Assigned task A
Rewrite the paragraph in the article below on slowed global warming that begins "Different things drive the rate" as a short bulleted list that keeps its main facts.
Assigned task B
Duplicate the part of the article below on slowed global warming from "Consider these four" up to and including "increase as well.", word for word.

Why "slowed" global warming is not what it seems

Ilissa Ocko

Thirteen of the 14 hottest years on record have all occurred since 2000, and yet there have recently been new claims that global warming “has stopped.”

Most recently, a Wall Street Journal guest columnist caused a stir when he argued that urgent climate action may not be needed, after all. So what’s going on?

Well, climate change hasn’t stalled, but the rate of change has been slower for the last 15 years than in previous decades. With the United Nations’ Climate Summit just around the corner on September 23, it’s no surprise that claims of a climate “hiatus” are raising eye brows.

Consider these four key factors:

Different things drive the rate of global warming. Researcher have dug deeply into the science underlying many processes critical to the slowing of the increase in global temperatures over the past 15 years. They found that natural ocean cycles and small volcanic eruptions have played an important role. While ever-growing emissions are driving climate change, there are other factors that affect the rate of temperature increase as well.

New evidence may set the record straightThere is evidence that the temperature records downplay the warming rate because they are missing key data from hard-to-access locations in the Arctic and Africa which are warming at a considerably faster pace than the global average. Weather stations are sparse at the poles and in deserts, and patchy measurements of temperature on a global scale can influence temperature records. When more advanced techniques are deployed to fill data gaps, the pattern shows that the pace of warming has, in fact, not slowed.

Information provided
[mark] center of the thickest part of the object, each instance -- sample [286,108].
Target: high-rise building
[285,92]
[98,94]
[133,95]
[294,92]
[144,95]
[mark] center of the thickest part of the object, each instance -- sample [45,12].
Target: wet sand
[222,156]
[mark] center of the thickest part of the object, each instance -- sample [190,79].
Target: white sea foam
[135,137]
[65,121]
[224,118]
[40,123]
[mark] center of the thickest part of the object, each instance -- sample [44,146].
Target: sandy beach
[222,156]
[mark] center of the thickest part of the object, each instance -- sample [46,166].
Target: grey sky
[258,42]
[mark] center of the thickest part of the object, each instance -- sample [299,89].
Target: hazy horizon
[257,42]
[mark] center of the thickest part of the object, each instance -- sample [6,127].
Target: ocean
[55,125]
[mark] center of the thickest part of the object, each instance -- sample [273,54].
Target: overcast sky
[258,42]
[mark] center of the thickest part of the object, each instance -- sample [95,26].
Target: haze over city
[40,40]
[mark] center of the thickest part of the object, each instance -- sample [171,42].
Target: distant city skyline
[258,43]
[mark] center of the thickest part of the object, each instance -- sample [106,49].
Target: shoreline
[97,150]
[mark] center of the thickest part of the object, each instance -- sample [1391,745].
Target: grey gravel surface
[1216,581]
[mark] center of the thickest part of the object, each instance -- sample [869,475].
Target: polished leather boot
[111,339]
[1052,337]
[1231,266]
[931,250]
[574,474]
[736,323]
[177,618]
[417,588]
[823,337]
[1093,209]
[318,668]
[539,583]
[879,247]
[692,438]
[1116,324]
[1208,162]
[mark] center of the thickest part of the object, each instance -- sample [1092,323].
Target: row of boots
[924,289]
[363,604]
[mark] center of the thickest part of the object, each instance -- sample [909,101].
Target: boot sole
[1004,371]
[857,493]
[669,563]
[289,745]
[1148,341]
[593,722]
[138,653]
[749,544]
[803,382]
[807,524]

Written answer A
- Several factors drive the rate of global warming.
- Researchers have studied processes key to the slower rise in global temperatures over the past 15 years.
- Natural ocean cycles and small volcanic eruptions played an important role.
- Growing emissions drive climate change, but other factors also affect how fast temperatures rise.

Written answer B
Consider these four key factors:

Different things drive the rate of global warming. Researcher have dug deeply into the science underlying many processes critical to the slowing of the increase in global temperatures over the past 15 years. They found that natural ocean cycles and small volcanic eruptions have played an important role. While ever-growing emissions are driving climate change, there are other factors that affect the rate of temperature increase as well.